[START]

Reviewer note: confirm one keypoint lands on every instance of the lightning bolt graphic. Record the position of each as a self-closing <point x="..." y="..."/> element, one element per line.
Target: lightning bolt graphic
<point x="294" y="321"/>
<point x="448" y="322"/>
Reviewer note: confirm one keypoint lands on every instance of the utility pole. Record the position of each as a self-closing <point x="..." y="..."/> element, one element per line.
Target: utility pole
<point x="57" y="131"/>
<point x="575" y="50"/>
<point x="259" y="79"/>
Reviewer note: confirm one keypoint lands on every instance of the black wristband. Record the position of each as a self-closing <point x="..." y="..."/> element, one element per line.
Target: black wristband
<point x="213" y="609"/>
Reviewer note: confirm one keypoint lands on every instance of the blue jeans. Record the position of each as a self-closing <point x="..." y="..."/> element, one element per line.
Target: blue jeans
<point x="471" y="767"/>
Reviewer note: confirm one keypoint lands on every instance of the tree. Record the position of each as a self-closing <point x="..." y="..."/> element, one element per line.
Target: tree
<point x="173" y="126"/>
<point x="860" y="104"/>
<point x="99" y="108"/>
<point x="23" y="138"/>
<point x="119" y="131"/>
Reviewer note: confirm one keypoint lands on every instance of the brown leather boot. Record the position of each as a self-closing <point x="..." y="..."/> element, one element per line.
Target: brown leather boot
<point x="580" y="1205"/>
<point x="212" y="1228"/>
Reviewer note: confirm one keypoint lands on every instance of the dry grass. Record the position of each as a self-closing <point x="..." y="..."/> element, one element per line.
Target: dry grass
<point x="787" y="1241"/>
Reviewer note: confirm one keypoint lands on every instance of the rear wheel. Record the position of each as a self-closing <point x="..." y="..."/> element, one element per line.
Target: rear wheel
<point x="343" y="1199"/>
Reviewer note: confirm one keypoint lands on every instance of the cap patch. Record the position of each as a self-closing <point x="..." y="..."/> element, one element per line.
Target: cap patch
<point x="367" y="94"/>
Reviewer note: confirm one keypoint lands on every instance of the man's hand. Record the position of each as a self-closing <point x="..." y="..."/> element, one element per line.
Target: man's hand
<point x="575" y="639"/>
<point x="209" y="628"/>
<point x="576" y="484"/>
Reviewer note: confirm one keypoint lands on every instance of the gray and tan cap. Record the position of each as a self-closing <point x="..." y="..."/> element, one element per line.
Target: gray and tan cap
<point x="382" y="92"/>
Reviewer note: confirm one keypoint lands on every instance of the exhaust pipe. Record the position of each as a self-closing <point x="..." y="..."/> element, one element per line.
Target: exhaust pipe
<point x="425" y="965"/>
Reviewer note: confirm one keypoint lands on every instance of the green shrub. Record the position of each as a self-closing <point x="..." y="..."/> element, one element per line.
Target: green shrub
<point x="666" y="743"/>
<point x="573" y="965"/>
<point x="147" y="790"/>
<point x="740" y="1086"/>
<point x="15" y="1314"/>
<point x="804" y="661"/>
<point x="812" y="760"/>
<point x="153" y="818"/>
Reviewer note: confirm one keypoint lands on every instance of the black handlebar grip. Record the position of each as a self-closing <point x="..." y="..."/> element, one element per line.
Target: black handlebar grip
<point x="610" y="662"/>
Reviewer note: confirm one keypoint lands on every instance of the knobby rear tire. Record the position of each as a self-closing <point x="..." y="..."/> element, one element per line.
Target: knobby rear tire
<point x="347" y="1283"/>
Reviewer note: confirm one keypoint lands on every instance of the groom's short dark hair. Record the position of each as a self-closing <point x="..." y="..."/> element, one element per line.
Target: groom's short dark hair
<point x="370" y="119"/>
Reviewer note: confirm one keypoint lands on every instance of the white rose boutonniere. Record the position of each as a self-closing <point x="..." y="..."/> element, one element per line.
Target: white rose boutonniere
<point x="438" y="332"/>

[END]

_Work to complete_:
Type out the material again exactly as presented.

_Exercise answer_:
Reviewer note: confirm one keypoint lands on every instance of the lightning bolt graphic. Record the position of each as a self-closing <point x="..." y="..."/> element, one element per line.
Target: lightning bolt graphic
<point x="294" y="321"/>
<point x="448" y="322"/>
Reviewer note: confirm one keypoint lands on every instance of the utility pole. Record the position of each as a self-closing <point x="..." y="..."/> element, one element per line.
Target: utility pole
<point x="57" y="131"/>
<point x="575" y="50"/>
<point x="259" y="79"/>
Reviewer note: confirm one keypoint lands on every instance of the black wristband. Record the position of each as a self-closing <point x="..." y="..."/> element, one element per line.
Target: black wristband
<point x="213" y="609"/>
Reviewer note: confirm one keypoint lands on every instance of the blue jeans. Record the position of each as a self-closing <point x="..." y="..."/> element, one element per line.
Target: blue jeans
<point x="471" y="767"/>
Reviewer note: confirm one keypoint lands on every instance of the tree. Record the position of each as a self-closing <point x="..." y="..."/> element, one element per line.
Target: tree
<point x="173" y="126"/>
<point x="860" y="104"/>
<point x="99" y="108"/>
<point x="23" y="138"/>
<point x="119" y="131"/>
Reviewer note: confirm one keypoint lands on every instance of the brown leather boot. Record the position of each as a self-closing <point x="..." y="..."/> element, one element per line.
Target: brown leather boot
<point x="580" y="1205"/>
<point x="212" y="1228"/>
Reviewer note: confirm one keypoint lands on every instance of the dry grass. Record the position of each as a self-closing <point x="..." y="..."/> element, one element per line.
Target: dry grass
<point x="787" y="1241"/>
Reviewer note: confirm one keypoint lands on every instance of the rear wheel. Record the position of each as a self-closing <point x="..." y="..."/> element, one element per line.
Target: rear wheel
<point x="343" y="1199"/>
Reviewer note: confirm one keypoint lands on every instance of the cap patch. Record the position of each as a self-closing <point x="..." y="..."/> element, one element per line.
Target: cap patch
<point x="367" y="94"/>
Reviewer note: confirm one keypoint lands on every instance of the man's hand. Record the position of each as a self-closing <point x="..." y="..."/> element, one element per line.
Target: man's hand
<point x="575" y="639"/>
<point x="209" y="628"/>
<point x="576" y="484"/>
Reviewer note: confirm one keypoint lands on every instance of the gray and tan cap. Record the position of each as a self-closing <point x="..." y="..."/> element, one element per line.
Target: gray and tan cap
<point x="382" y="92"/>
Reviewer note: confirm one keypoint lands on every instance of the exhaust pipe. Record the position of each as a self-closing <point x="..." y="..."/> element, one element per line.
Target: exhaust pipe
<point x="425" y="965"/>
Reviewer note: confirm one keypoint lands on every instance of the green shrub. Record the position of each as a self-closing <point x="..." y="..."/> element, one element per line.
Target: green shrub
<point x="666" y="743"/>
<point x="573" y="965"/>
<point x="147" y="790"/>
<point x="740" y="1086"/>
<point x="15" y="1314"/>
<point x="804" y="661"/>
<point x="812" y="760"/>
<point x="153" y="818"/>
Reviewer note: confirm one keypoint lands on every instance of the black handlebar grip. Record the position of each as a self-closing <point x="..." y="..."/> element, one element per line.
Target: black handlebar grip
<point x="610" y="662"/>
Reviewer note: confirm one keypoint lands on every instance of the knobby rear tire. Record the position of each as a self-closing <point x="..." y="..."/> element, one element per line.
Target: knobby rear tire
<point x="347" y="1283"/>
Reviewer note: confirm one keypoint lands on every instance of the groom's short dark hair. Record the position of each as a self-closing <point x="..." y="..."/> element, one element per line.
Target: groom's short dark hair
<point x="370" y="119"/>
Reviewer note: confirm one keypoint lands on every instance of the white rose boutonniere. Record the position of each as a self-closing <point x="..." y="..."/> element, one element per line.
Target: white rose boutonniere
<point x="438" y="332"/>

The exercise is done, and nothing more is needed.